# Aufgabenstellung
**1.** Gib aus dem Postfix-Thread alles von „## schleckerbeck (3.“ bis hinunter zu „etc. super funktioniert.“ wortgetreu aus.
**2.** Welche Programme sollen laut Postfix-Thread wegen Spam installiert werden?
**3.** Wodurch entsteht laut Postfix-Thread der Fehler „Table 'vhcs2.users' doesn't exist“?

# Text
"""
# Postfix Probleme



## schleckerbeck (3. Juli 2007)

Hallo,

ich betreibe schon seit einiger Zeit einen Root Server bei Hetzner. Hat auch alles so weit ganz gut funktioniert. Nur bin ich bei Postfix irgendwie nie ganz durchgestiegen. Habe als Verwaltungstool VHCS2 installiert, was auch für Domains, FTP Accounts, MySQL etc. super funktioniert.
Hab jetzt mal ein paar z.T. glaub ich wirklich doofe Fragen: 
Bloß bekomme ich seit neuestem bei ein paar E-Mail Adressen, immer folgenden Fehler:
 	Code:
 	550 <info@domain.de>: Recipient address rejected: User unknown in local recipient table; 
Wer VHCS2 nicht kennt: Da werden die Domains über MySQL verwaltet, also sozusagen als virtuelle Domains verwaltet.

Dann hab ich noch ein Problem: In Zeiten von Spam&Co wollt ich mir Amavis, ClamAV und Spamassassin installieren. Doch leider bekomme ich schon beim Virenscanner folgenden Fehler:
 	Code:
 	Jul  3 10:04:25 linux amavis[754]: (00754-01) ClamAV-clamd: Can't connect to UNIX socket /var/lib/clamav/clamd-socket: Datei oder Verzeichnis nicht gefunden, retrying (2) 
Die Datei clamd-socket ist auch nicht vorhanden. Auch in der amavisd.conf steht dieser Pfad drinnen, bloß wo finde ich den Socket für ClamAV?

So, und dann hab ich noch ein Problem mit AmaVis und SQL. In der amavisd.conf steht bei mir
 	Code:
 	$sql_select_policy = 'SELECT *,users.id FROM users,policy WHERE (users.policy_id=policy.id) AND (users.email IN (%k)) ORDER BY users.priority DESC'; 
Dadurch erhalte ich folgenden Fehler:
 	Code:
 	Jul  3 08:23:12 linux amavis[31735]: (31735-01) TROUBLE in check_mail: cached FAILED: DBD::mysql::st execute failed: Table 'vhcs2.users' doesn't exist at (eval 51) line 244, <GEN3> line 21.
"""
# Extrahierte Einträge
"""
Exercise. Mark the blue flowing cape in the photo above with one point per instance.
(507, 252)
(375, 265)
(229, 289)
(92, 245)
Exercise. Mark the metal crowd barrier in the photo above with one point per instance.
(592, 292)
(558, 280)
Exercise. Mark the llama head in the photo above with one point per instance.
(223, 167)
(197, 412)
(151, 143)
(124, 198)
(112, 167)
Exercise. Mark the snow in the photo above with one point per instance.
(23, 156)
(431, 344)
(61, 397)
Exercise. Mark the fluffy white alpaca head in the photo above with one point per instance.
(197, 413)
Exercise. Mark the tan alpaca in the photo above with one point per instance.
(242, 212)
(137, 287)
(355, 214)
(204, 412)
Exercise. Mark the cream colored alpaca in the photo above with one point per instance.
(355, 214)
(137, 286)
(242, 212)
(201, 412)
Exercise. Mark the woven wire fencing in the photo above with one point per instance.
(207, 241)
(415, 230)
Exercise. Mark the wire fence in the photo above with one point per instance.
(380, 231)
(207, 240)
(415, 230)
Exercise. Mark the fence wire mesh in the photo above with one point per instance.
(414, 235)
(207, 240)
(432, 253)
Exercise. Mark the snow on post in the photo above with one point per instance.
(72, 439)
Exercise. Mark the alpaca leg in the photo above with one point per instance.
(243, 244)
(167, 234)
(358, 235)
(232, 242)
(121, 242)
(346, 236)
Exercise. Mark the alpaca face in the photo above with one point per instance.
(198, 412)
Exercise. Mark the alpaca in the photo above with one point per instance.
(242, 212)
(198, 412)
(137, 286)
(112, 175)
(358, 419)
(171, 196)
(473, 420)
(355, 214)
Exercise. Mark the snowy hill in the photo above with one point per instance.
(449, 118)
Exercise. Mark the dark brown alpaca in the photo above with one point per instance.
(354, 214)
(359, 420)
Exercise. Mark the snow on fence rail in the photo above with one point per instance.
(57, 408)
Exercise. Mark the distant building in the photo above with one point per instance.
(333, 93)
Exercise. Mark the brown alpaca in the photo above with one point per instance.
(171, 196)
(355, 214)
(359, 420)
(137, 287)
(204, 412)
"""
# Bearbeitete Aufgaben
**1.**
## schleckerbeck (3. Juli 2007)

Hallo,

ich betreibe schon seit einiger Zeit einen Root Server bei Hetzner. Hat auch alles so weit ganz gut funktioniert. Nur bin ich bei Postfix irgendwie nie ganz durchgestiegen. Habe als Verwaltungstool VHCS2 installiert, was auch für Domains, FTP Accounts, MySQL etc. super funktioniert.

**2.**
- Amavis
- ClamAV
- Spamassassin

**3.** Er entsteht durch den Eintrag $sql_select_policy in der amavisd.conf. Dieser Eintrag enthält eine SELECT-Abfrage auf die Tabellen users und policy.